• **Exercise details**: Turn every line of the records below into a numbered list, skipping any blank lines.

• **Records for the exercise**:

================

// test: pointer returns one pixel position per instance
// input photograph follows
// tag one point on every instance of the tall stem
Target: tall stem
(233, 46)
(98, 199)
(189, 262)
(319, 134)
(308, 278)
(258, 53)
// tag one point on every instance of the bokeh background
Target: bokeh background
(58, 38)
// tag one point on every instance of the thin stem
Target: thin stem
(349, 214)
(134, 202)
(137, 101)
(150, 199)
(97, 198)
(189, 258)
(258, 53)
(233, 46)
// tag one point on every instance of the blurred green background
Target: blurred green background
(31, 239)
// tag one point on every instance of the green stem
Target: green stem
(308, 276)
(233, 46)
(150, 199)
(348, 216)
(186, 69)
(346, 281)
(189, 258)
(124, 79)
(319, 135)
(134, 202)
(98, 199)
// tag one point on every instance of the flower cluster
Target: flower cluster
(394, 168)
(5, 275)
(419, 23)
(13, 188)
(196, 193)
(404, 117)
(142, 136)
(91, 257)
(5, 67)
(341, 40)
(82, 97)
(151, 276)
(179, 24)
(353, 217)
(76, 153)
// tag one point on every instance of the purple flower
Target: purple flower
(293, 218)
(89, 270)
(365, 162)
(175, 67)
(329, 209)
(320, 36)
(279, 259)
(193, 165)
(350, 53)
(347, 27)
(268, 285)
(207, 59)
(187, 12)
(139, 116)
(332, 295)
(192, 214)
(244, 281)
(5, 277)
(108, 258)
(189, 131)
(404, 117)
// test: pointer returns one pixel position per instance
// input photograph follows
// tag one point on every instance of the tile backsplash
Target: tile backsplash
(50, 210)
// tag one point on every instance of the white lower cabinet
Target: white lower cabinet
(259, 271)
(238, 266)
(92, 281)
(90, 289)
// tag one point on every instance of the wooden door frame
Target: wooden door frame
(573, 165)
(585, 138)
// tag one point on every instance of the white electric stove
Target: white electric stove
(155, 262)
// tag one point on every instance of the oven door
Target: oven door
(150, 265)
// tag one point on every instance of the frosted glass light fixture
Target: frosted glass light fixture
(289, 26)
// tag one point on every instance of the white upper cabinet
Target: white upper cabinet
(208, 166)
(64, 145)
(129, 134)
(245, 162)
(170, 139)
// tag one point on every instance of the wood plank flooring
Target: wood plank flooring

================

• **Full solution**:
1. // test: pointer returns one pixel position per instance
2. // input photograph follows
3. // tag one point on every instance of the tall stem
4. Target: tall stem
5. (233, 46)
6. (98, 199)
7. (189, 262)
8. (319, 134)
9. (308, 278)
10. (258, 53)
11. // tag one point on every instance of the bokeh background
12. Target: bokeh background
13. (58, 38)
14. // tag one point on every instance of the thin stem
15. Target: thin stem
16. (349, 214)
17. (134, 202)
18. (137, 101)
19. (150, 199)
20. (97, 198)
21. (189, 258)
22. (258, 53)
23. (233, 46)
24. // tag one point on every instance of the blurred green background
25. Target: blurred green background
26. (31, 239)
27. // tag one point on every instance of the green stem
28. Target: green stem
29. (308, 276)
30. (233, 46)
31. (150, 199)
32. (348, 216)
33. (186, 69)
34. (346, 281)
35. (189, 258)
36. (124, 79)
37. (319, 135)
38. (134, 202)
39. (98, 199)
40. // tag one point on every instance of the flower cluster
41. Target: flower cluster
42. (394, 168)
43. (5, 275)
44. (419, 23)
45. (13, 188)
46. (196, 193)
47. (404, 117)
48. (142, 136)
49. (91, 257)
50. (5, 67)
51. (341, 40)
52. (82, 97)
53. (151, 276)
54. (179, 24)
55. (353, 217)
56. (76, 153)
57. // tag one point on every instance of the purple flower
58. Target: purple flower
59. (293, 218)
60. (89, 270)
61. (365, 162)
62. (175, 67)
63. (329, 209)
64. (320, 36)
65. (279, 259)
66. (193, 165)
67. (350, 53)
68. (347, 27)
69. (268, 285)
70. (207, 59)
71. (187, 12)
72. (139, 116)
73. (332, 295)
74. (192, 214)
75. (244, 281)
76. (5, 277)
77. (108, 258)
78. (189, 131)
79. (404, 117)
80. // test: pointer returns one pixel position per instance
81. // input photograph follows
82. // tag one point on every instance of the tile backsplash
83. Target: tile backsplash
84. (50, 210)
85. // tag one point on every instance of the white lower cabinet
86. Target: white lower cabinet
87. (259, 271)
88. (238, 266)
89. (92, 281)
90. (90, 289)
91. // tag one point on every instance of the wooden door frame
92. Target: wooden door frame
93. (573, 165)
94. (585, 138)
95. // tag one point on every instance of the white electric stove
96. Target: white electric stove
97. (155, 262)
98. // tag one point on every instance of the oven door
99. Target: oven door
100. (150, 265)
101. // tag one point on every instance of the frosted glass light fixture
102. Target: frosted glass light fixture
103. (289, 26)
104. // tag one point on every instance of the white upper cabinet
105. Target: white upper cabinet
106. (208, 166)
107. (64, 145)
108. (129, 134)
109. (245, 162)
110. (170, 139)
111. // tag one point on every instance of the wood plank flooring
112. Target: wood plank flooring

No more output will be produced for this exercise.